> **ESTRATTO DEL TESTO**
━━━━━━━━━━
"Tempo Perso - Alla ricerca di senso nel quotidiano"

6 MAGGIO 2012    -   V DOMENICA DI PASQUA   - Anno B -

                                                                                                 

"LECTIO" DEL VANGELO DELLA DOMENICA a cura di fr. Egidio Palumbo 


Prima lettura: At 9,26-31      Salmo: 21      Seconda lettura: 1Gv 3,18-24



VANGELO secondo Giovanni 15,1-8


In quel tempo, Gesù disse ai suoi discepoli: «Io sono la vite vera e il Padre mio è l’agricoltore. Ogni tralcio che in me non porta frutto, lo taglia, e ogni tralcio che porta frutto, lo pota perché porti più frutto. Voi siete già puri, a causa della parola che vi ho annunciato.
Rimanete in me e io in voi. Come il tralcio non può portare frutto da se stesso se non rimane nella vite, così neanche voi se non rimanete in me. Io sono la vite, voi i tralci. Chi rimane in me, e io in lui, porta molto frutto, perché senza di me non potete far nulla. Chi non rimane in me viene gettato via come il tralcio e secca; poi lo raccolgono, lo gettano nel fuoco e lo bruciano. 
Se rimanete in me e le mie parole rimangono in voi, chiedete quello che volete e vi sarà fatto. In questo è glorificato il Padre mio: che portiate molto frutto e diventiate miei discepoli».








Cristo Vite vera e fedele


1. L’itinerario mistagogico di questa domenica di Pasqua si sofferma su Cristo Vite vera e i cristiani suoi tralci (Gv 15,1-8). L’immagine della “vite e i tralci” è un’immagine ecclesiale, perché sottolinea, da una parte, la relazione di comunione interpersonale tra Cristo (la Vite vera) e i cristiani (i tralci), dall’altra la relazione di comunione interpersonale e fraterna dei cristiani tra loro (diventare suoi discepoli e amarsi gli uni gli altri: Gv 15,12.17, brano che mediteremo nella VI Domenica ).
━━━━━━━━━━
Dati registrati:
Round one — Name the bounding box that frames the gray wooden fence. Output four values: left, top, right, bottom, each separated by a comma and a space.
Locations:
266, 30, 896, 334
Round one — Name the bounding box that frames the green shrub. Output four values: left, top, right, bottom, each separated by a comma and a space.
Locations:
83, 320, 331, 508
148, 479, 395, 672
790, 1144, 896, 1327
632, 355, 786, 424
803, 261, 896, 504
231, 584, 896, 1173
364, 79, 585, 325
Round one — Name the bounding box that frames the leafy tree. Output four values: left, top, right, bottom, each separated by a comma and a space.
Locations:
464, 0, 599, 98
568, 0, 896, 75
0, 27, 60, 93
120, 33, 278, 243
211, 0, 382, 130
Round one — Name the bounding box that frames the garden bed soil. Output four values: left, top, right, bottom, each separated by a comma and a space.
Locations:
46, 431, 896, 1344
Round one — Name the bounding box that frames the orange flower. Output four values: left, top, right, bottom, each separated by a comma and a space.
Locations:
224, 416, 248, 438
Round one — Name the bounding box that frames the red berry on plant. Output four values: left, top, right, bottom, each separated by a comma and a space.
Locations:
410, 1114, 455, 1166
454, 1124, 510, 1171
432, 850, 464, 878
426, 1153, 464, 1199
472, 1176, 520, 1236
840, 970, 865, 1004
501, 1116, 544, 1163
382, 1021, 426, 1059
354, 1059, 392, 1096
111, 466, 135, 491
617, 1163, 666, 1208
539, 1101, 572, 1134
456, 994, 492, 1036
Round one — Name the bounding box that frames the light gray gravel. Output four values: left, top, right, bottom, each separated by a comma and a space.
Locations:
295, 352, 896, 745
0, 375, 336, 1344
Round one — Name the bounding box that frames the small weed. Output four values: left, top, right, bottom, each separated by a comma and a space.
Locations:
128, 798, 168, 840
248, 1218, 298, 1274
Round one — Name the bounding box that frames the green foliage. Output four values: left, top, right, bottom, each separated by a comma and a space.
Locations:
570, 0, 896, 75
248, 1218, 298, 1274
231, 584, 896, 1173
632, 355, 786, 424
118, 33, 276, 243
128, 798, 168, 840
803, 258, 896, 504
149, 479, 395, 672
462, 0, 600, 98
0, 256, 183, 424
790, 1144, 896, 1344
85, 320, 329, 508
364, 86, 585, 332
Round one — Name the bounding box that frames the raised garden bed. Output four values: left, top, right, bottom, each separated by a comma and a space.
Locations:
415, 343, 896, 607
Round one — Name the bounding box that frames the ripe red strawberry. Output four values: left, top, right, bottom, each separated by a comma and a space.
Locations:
━━━━━━━━━━
Trascrivi senza modifiche il passo della lectio sulla vite e i tralci che inizia con "Se rimanete in" e termina con "VI Domenica ).".

> **RISPOSTA COMPLETA**
Se rimanete in me e le mie parole rimangono in voi, chiedete quello che volete e vi sarà fatto. In questo è glorificato il Padre mio: che portiate molto frutto e diventiate miei discepoli».








Cristo Vite vera e fedele


1. L’itinerario mistagogico di questa domenica di Pasqua si sofferma su Cristo Vite vera e i cristiani suoi tralci (Gv 15,1-8). L’immagine della “vite e i tralci” è un’immagine ecclesiale, perché sottolinea, da una parte, la relazione di comunione interpersonale tra Cristo (la Vite vera) e i cristiani (i tralci), dall’altra la relazione di comunione interpersonale e fraterna dei cristiani tra loro (diventare suoi discepoli e amarsi gli uni gli altri: Gv 15,12.17, brano che mediteremo nella VI Domenica ).